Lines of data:
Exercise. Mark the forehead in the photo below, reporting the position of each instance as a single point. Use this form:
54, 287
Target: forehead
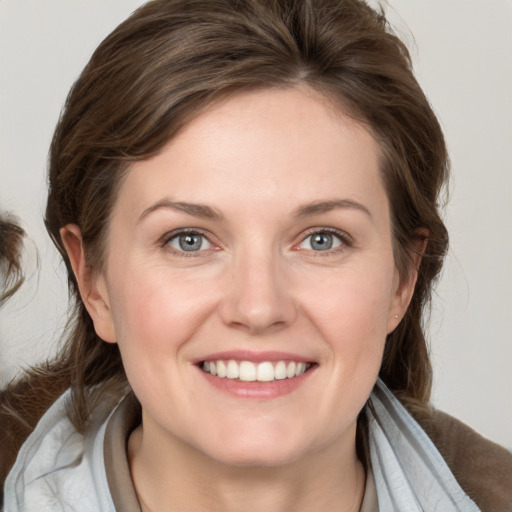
276, 147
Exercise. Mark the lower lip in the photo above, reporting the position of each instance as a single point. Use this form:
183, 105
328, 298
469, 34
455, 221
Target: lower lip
255, 389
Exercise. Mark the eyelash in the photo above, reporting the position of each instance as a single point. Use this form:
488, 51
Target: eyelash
346, 241
169, 237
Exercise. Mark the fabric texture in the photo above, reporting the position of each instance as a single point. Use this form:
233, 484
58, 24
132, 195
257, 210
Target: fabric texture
59, 469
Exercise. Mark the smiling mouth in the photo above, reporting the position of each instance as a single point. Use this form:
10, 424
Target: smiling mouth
247, 371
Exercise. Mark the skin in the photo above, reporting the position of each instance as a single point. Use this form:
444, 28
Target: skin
256, 159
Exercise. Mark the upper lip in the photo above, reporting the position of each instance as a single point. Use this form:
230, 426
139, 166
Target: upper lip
256, 357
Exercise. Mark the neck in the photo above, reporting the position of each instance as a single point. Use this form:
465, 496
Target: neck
328, 480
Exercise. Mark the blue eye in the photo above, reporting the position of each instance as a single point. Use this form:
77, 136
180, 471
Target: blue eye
321, 241
189, 242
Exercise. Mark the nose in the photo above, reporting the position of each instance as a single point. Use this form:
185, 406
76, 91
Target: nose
258, 295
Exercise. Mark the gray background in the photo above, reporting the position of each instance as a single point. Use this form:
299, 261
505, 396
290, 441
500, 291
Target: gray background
463, 57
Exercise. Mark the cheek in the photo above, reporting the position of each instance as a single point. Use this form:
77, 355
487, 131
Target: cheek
156, 312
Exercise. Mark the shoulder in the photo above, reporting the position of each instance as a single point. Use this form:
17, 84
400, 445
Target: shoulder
482, 468
58, 467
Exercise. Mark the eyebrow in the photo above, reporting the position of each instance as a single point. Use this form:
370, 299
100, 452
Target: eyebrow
318, 207
207, 212
196, 210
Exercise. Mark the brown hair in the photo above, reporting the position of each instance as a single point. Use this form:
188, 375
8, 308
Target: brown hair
168, 62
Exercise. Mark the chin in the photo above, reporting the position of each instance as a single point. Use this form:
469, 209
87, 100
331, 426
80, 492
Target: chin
258, 450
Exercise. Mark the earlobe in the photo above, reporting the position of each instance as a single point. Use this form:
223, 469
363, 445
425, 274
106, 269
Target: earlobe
92, 285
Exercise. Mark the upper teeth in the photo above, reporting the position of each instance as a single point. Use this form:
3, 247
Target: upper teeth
249, 371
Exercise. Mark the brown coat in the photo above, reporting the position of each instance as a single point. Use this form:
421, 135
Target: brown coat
482, 468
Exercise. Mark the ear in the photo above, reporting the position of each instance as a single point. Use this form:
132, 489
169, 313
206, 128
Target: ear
403, 289
91, 284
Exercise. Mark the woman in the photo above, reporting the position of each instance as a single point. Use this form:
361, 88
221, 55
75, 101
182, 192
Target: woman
245, 196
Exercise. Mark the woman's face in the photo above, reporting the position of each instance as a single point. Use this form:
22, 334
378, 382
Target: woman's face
256, 245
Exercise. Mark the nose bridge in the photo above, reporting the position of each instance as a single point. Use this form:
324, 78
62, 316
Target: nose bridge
258, 298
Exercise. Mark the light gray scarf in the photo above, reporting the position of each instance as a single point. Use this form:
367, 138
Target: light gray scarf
410, 473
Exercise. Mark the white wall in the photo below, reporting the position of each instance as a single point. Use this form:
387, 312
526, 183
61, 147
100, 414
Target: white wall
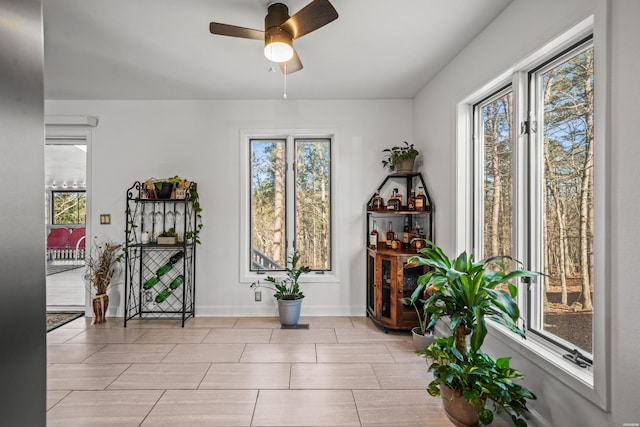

*Required work*: Which lines in the entries above contain the string "light"? Gather every such line, treating case as significant.

*Response*:
Exercise. Mark the light gray scarf in the photo above, reporting the position of each instance as a single point. Use this form:
Target: light gray scarf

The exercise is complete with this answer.